== Dataset excerpts

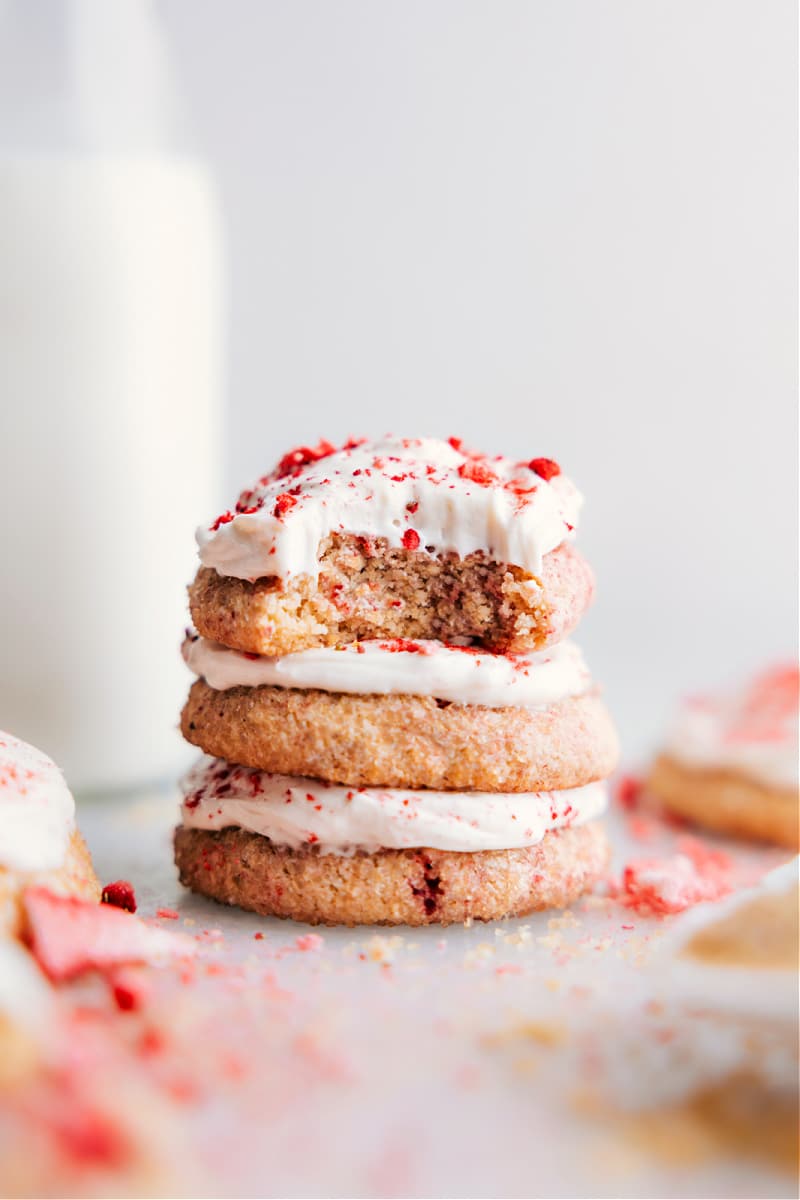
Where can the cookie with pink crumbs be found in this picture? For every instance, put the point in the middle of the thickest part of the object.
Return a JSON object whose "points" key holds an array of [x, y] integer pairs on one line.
{"points": [[40, 845], [390, 887], [398, 741], [731, 760], [401, 538]]}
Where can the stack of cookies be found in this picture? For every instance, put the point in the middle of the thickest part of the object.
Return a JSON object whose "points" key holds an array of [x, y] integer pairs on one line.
{"points": [[395, 729]]}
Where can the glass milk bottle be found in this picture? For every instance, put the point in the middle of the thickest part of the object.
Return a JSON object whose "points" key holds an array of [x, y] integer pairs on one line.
{"points": [[110, 353]]}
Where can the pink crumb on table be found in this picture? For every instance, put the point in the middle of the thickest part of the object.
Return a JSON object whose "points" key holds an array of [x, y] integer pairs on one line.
{"points": [[308, 942], [70, 936], [672, 885], [120, 894]]}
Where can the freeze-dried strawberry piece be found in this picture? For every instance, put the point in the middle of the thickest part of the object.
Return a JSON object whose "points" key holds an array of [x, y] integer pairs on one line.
{"points": [[477, 473], [671, 885], [120, 894], [295, 460], [546, 468], [70, 936], [284, 502]]}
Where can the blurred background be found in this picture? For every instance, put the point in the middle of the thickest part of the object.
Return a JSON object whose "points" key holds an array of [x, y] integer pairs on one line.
{"points": [[552, 227]]}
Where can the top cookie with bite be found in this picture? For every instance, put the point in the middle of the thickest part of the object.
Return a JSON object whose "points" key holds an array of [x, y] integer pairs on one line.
{"points": [[397, 538]]}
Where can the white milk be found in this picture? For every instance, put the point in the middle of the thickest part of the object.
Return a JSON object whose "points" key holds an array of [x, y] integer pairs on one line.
{"points": [[110, 322]]}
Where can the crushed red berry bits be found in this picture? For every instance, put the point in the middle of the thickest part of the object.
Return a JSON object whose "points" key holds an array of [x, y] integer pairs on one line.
{"points": [[120, 894], [546, 468]]}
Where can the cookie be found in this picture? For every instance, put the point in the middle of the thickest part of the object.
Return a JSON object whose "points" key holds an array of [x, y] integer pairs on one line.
{"points": [[727, 802], [40, 844], [403, 741], [731, 762], [390, 887], [403, 538]]}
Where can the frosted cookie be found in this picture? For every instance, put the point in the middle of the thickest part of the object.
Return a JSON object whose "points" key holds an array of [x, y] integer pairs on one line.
{"points": [[403, 714], [313, 852], [25, 1012], [40, 843], [731, 762], [734, 964], [401, 538]]}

====

Pictures are to be left out; the rest of the listing should be printed exactly.

Where can the cookie with pink crumbs be found in this picture? For every instance, put the point in the middle of the thickest part of the object.
Return a JSON object whose "points" key holds an array of [x, y] integer pairs on one line.
{"points": [[40, 845], [390, 887], [398, 741], [731, 760], [401, 538]]}
Where can the stack of cookies be found in this picture? For every instance, put the point in the middle of the thickest part of the object.
Return a JSON object whose "points" key holds an array of [x, y] integer pairs on one line.
{"points": [[395, 729]]}
Where can the glass milk bottle be found in this picture? For every instance, put the point in the middle of the thickest part of the object.
Return a JSON object whose "points" key holds an array of [x, y] integer pairs on one line.
{"points": [[110, 353]]}
Where can the pink crumb on table be found in this picture? For every instance, put the point in the middle of the thickest part of the object.
Return a JSON object whose "points" key holds an array of [x, y] integer pairs on one line.
{"points": [[308, 942], [70, 936], [672, 885], [120, 894]]}
Where can the freeze-dried strawberry piece be found in this picture? For every instance, put the point in the middle of the thickest part of the object.
Return a JSON object whose "points" key holds an array of [x, y] integer pairs on one line.
{"points": [[477, 473], [671, 885], [120, 894], [295, 460], [546, 468], [70, 936], [284, 502]]}
Where can the blurred background be found in this picture? For every instance, put the point in the middle of the thickest part of the object.
Return a JSON object whose "points" key holds an array of [x, y] integer pairs on one line.
{"points": [[552, 227]]}
Where can the top cookie with bite be found in this picture? For every instance, put the point in the middle of the thickest part of the object.
Return a JSON object whose "points" key holds an array of [x, y] integer pairs on one line.
{"points": [[397, 538]]}
Where can the white milk be found in this picture? For every instance, put the point in the middle of the thickest part of the object.
Return a JSON object whose "points" key holds an array of [x, y] integer pairs on one line.
{"points": [[110, 322]]}
Where can the crushed red berry bits be found in this picture? For every instance, put the point in the middle of the thickest part of the object.
Return a JSON object whose "points" key holds an array of [x, y] integer pairs on one line.
{"points": [[120, 894], [546, 468]]}
Where can the cookie be found in this picture? For every instance, put the point in the middle of the thickest part of the object.
Return a JSON object whose "points" key holds an array of [x, y] integer pairs on one line.
{"points": [[727, 802], [40, 844], [403, 741], [731, 762], [390, 887], [403, 538]]}
Where can the frosted cookie be found in this picture? For every instance, put the point in the middle of the thickest part of the object.
Return a JSON object whose "points" key holds an array of [x, y] integer pairs on one line.
{"points": [[403, 714], [313, 852], [25, 1012], [40, 843], [731, 762], [734, 964], [401, 538]]}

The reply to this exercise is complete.